> What you should do: Please print every record below exactly as it appears.

======== Dataset ========

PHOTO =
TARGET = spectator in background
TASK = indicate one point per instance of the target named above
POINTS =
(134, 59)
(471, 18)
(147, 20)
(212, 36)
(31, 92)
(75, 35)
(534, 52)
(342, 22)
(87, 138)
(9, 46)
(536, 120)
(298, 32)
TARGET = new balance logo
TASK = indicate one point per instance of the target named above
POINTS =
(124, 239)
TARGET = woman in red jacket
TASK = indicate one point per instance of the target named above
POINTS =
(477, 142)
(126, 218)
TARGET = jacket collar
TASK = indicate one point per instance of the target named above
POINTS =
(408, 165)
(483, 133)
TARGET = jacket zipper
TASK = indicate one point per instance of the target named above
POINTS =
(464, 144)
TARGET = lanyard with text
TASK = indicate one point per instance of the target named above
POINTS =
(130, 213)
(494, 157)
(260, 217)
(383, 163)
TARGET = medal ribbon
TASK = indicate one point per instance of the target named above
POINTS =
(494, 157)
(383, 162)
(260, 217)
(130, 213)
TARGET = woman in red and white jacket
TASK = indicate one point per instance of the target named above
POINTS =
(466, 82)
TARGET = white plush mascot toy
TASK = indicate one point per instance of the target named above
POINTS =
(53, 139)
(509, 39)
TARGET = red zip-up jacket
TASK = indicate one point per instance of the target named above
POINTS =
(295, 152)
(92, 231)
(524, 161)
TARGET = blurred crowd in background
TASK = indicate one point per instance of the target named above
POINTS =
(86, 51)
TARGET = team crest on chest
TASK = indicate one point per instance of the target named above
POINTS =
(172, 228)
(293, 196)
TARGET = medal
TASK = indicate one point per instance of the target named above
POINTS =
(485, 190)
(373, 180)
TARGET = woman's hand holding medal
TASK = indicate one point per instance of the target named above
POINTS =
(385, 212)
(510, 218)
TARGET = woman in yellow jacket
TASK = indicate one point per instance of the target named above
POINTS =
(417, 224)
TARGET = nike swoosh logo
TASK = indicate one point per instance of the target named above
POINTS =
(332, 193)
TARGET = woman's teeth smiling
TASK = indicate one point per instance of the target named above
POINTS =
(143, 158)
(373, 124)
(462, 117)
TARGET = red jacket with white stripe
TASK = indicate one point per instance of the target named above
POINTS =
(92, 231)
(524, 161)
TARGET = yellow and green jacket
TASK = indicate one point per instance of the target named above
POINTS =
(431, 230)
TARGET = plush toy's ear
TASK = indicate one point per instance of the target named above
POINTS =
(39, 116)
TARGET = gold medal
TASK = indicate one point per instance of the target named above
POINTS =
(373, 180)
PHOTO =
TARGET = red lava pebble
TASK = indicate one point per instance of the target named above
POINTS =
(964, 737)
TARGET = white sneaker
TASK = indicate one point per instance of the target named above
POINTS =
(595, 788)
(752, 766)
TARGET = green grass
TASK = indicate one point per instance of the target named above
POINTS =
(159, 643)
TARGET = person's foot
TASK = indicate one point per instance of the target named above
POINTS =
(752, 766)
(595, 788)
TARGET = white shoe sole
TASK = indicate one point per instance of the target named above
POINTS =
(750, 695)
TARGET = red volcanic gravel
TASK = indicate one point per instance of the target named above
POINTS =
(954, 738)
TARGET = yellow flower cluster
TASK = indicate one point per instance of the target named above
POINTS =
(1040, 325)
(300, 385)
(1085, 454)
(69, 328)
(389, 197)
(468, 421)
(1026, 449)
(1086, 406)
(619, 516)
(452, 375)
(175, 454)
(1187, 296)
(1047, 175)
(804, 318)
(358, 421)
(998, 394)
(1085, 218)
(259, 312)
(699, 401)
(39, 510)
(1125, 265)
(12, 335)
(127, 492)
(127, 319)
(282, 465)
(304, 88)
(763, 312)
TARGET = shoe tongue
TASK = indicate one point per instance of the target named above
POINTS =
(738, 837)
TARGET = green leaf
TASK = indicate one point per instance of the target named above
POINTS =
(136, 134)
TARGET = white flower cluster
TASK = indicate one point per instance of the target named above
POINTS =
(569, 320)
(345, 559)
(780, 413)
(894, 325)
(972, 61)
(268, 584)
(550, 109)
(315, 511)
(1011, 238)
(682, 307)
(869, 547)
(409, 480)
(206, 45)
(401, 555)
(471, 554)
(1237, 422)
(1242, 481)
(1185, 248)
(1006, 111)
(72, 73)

========

> Response to the exercise:
PHOTO =
TARGET = spectator in background
TASK = indicate one point per instance of the target named above
POINTS =
(134, 59)
(471, 18)
(147, 20)
(212, 36)
(31, 92)
(75, 35)
(534, 52)
(342, 22)
(87, 138)
(9, 46)
(536, 120)
(298, 32)
TARGET = new balance logo
TASK = indicate one point per instance of the target named above
POINTS =
(124, 239)
TARGET = woman in red jacket
TASK = indicate one point per instance of the target named above
POINTS =
(477, 142)
(126, 218)
TARGET = jacket collar
TASK = indicate one point per instance of the target named above
POINTS =
(408, 165)
(483, 133)
TARGET = jacket zipper
TASK = indicate one point per instance of the target named above
POINTS =
(464, 144)
TARGET = lanyard with text
TASK = indicate one point per instance of the target named above
POINTS =
(130, 213)
(494, 157)
(260, 217)
(383, 163)
TARGET = medal ribbon
TASK = indicate one point per instance of the target named above
POINTS =
(494, 157)
(383, 162)
(260, 217)
(130, 213)
TARGET = woman in red and white jacket
TASK = indicate one point per instance of the target named above
POINTS =
(466, 82)
TARGET = white plush mascot toy
TASK = indicate one point per instance of the target named above
POINTS =
(53, 139)
(509, 39)
TARGET = red zip-up jacket
TASK = indicate one point per instance of the target named above
POINTS =
(295, 152)
(92, 231)
(524, 161)
TARGET = blurred crowd in background
TASK = indicate one point per instance of the target named above
POINTS =
(86, 51)
TARGET = team crest on chest
TASK = indicate one point per instance of the target named above
POINTS =
(172, 228)
(293, 196)
TARGET = medal
TASK = indicate one point per instance of the target named above
POINTS =
(485, 190)
(373, 180)
TARGET = woman's hand holding medal
TASK = indicate one point per instance of the target named above
POINTS =
(385, 212)
(510, 218)
TARGET = woman in yellow jacket
TASK = indicate one point per instance of the target named above
POINTS =
(417, 224)
TARGET = nike swoosh logo
TASK = indicate one point per instance of the target named above
POINTS =
(332, 193)
TARGET = woman's teeth smiling
TASK = indicate one point per instance of the target named above
POINTS =
(143, 158)
(373, 124)
(462, 117)
TARGET = red jacket with white stripe
TASK = indicate one point per instance of the target named above
POINTS =
(92, 231)
(524, 161)
TARGET = yellow and green jacket
TASK = indicate one point per instance of the target named above
POINTS =
(431, 230)
TARGET = plush toy's ear
TASK = indicate one point per instance of the target named above
POINTS =
(39, 116)
TARGET = gold medal
TASK = indicate one point per instance of the target named above
POINTS =
(373, 180)
PHOTO =
TARGET = red lava pebble
TASK = indicate one point per instance of the target named above
POINTS =
(964, 737)
TARGET = white sneaker
TASK = indicate one point per instance of the target named above
POINTS =
(595, 788)
(752, 766)
TARGET = green grass
TASK = indicate one point per instance of the target named above
POINTS =
(159, 643)
TARGET = person's foot
TASK = indicate one point per instance of the target named above
POINTS =
(752, 766)
(595, 788)
TARGET = white shoe sole
TASK = indicate one point per instance of the target named above
POINTS =
(750, 695)
TARGET = red volcanic gravel
TASK = indicate one point per instance of the target named above
POINTS =
(954, 738)
TARGET = yellow flower cluster
TASK = indicate one point per instance of the target named above
POINTS =
(1040, 325)
(300, 385)
(1085, 454)
(69, 328)
(389, 197)
(468, 421)
(1026, 449)
(1086, 406)
(619, 516)
(452, 375)
(175, 454)
(1187, 296)
(1047, 175)
(804, 318)
(358, 421)
(998, 394)
(1085, 218)
(259, 312)
(699, 401)
(39, 510)
(1125, 265)
(12, 335)
(127, 492)
(127, 319)
(282, 465)
(304, 88)
(763, 312)
TARGET = shoe tongue
TASK = indicate one point per instance of the target named above
POINTS =
(738, 837)
TARGET = green leaf
TASK = indicate one point per instance of the target named above
POINTS =
(136, 134)
TARGET = white flower cluster
TASK = indicate one point per instance of the target named above
POINTS =
(569, 320)
(345, 559)
(780, 413)
(894, 325)
(972, 61)
(268, 584)
(550, 109)
(315, 511)
(1011, 238)
(682, 307)
(869, 547)
(409, 480)
(206, 45)
(401, 555)
(471, 554)
(1237, 422)
(1242, 481)
(1185, 248)
(1006, 111)
(72, 73)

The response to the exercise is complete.